=== ZITIERTE TEXTPASSAGE ===
„Japan hat die Wachstumsphase hinter sich“

In Europa herrscht Angst vor Stagnation und Deflation. Aber Japan lebt schon lange damit. Wie geht es dem asiatischen Land, das am Sonntag wählt?

Teilen!

Von Hannes Koch

12. Dez. 2014 –

Die ökonomische Lage in Europa ist nicht einfach. Die Wirtschaft der 28 Staaten wächst insgesamt nur wenig. Die Angst vor der Deflation nimmt zu. Währenddessen lebt Japan seit Jahrzehnten in einer vergleichbaren Situation. Wie kommt die asiatische Wirtschaftsmacht damit zurecht?

 

24 Jahre nach dem Platzen ihrer großen Immobilien- und Finanzblase gehen die Japaner an diesem Sonntag wieder einmal wählen. Sie entscheiden auch über die Wirtschaftspolitik von Premier Shinzo Abe. Unter anderem mit höherer Staatsverschuldung will der konservative Politiker sein Land auf den Wachstumspfad zurückführen. Augenblicklich allerdings vergeblich: Die Wirtschaftsleistung schrumpft erneut.

 

So war es schon mehrmals während der vergangenen zweieinhalb Jahrzehnte. Auf kurze Aufschwünge folgte bald wieder die Erschöpfung. Im Durchschnitt der Jahre 1990 bis 2013 betrug das Wirtschaftswachstum nur 1,2 Prozent. Erstaunlich ist allerdings, dass die Arbeitslosigkeit in dieser Zeit nicht stark stieg. Höchstens erreichte sie einmal 5,4 Prozent (2002). Meist blieb sie jedoch unter fünf Prozent. Im Oktober diesen Jahres waren offiziell nur 3,5 Prozent der Erwerbspersonen ohne bezahlte Stelle. Wie passt das zusammen?
===
KURZER AUFTRAG A =>
Welchen Höchstwert erreichte die Arbeitslosigkeit laut dem Artikel über Japans Wirtschaft, und in welchem Jahr?
KURZER AUFTRAG B =>
Wiederhole aus dem Artikel über Japans Wirtschaft wortgetreu die Stelle, die mit „Die ökonomische Lage“ beginnt und bis „Wirtschaftsleistung schrumpft erneut.“ reicht.
KURZER AUFTRAG C =>
Führe den Artikel über Japans Wirtschaft im Anschluss an seinen letzten Satz fort.
=== DATENABSCHNITT ===
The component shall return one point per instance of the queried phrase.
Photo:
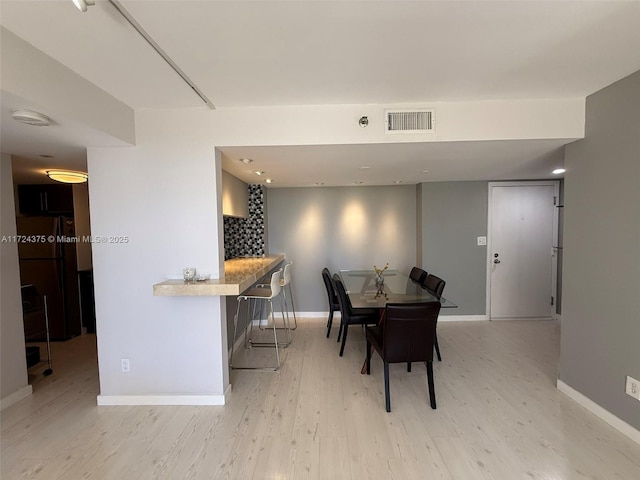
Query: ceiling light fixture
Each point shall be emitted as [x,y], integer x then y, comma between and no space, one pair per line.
===
SCHRIFTLICHE ANTWORT A =>
5,4 Prozent im Jahr 2002.

SCHRIFTLICHE ANTWORT B =>
Die ökonomische Lage in Europa ist nicht einfach. Die Wirtschaft der 28 Staaten wächst insgesamt nur wenig. Die Angst vor der Deflation nimmt zu. Währenddessen lebt Japan seit Jahrzehnten in einer vergleichbaren Situation. Wie kommt die asiatische Wirtschaftsmacht damit zurecht?

 

24 Jahre nach dem Platzen ihrer großen Immobilien- und Finanzblase gehen die Japaner an diesem Sonntag wieder einmal wählen. Sie entscheiden auch über die Wirtschaftspolitik von Premier Shinzo Abe. Unter anderem mit höherer Staatsverschuldung will der konservative Politiker sein Land auf den Wachstumspfad zurückführen. Augenblicklich allerdings vergeblich: Die Wirtschaftsleistung schrumpft erneut.

SCHRIFTLICHE ANTWORT C =>
 

Auch „ohne oder mit nur geringem Wachstum bleibt die japanische Gesellschaft stabil“, sagt Volkswirtin Mechthild Schrooten von der Hochschule Bremen. „Das asiatische Land ist schon in der Postwachstumsphase angekommen.“ Diese Einschätzung basiert auf eigener Anschauung: 2005/6 arbeitete sie ein Jahr als Professorin für europäische Wirtschaft in Tokio. Dass die Arbeitslosigkeit auch nach zwei Jahrzehnten Beinahe-Stagnation niedrig ist, begründet Schrooten mit den „impliziten Spielregeln, die in der japanischen Kultur verwurzelt sind“. Dazu gehöre beispielsweise, dass viele Unternehmen ihr Personal auch in Krisenzeiten halten. Der allgemein akzeptierte „Gesellschaftsvertrag“ verbiete es, „einzelne Menschen ins Bodenlose fallen zu lassen“.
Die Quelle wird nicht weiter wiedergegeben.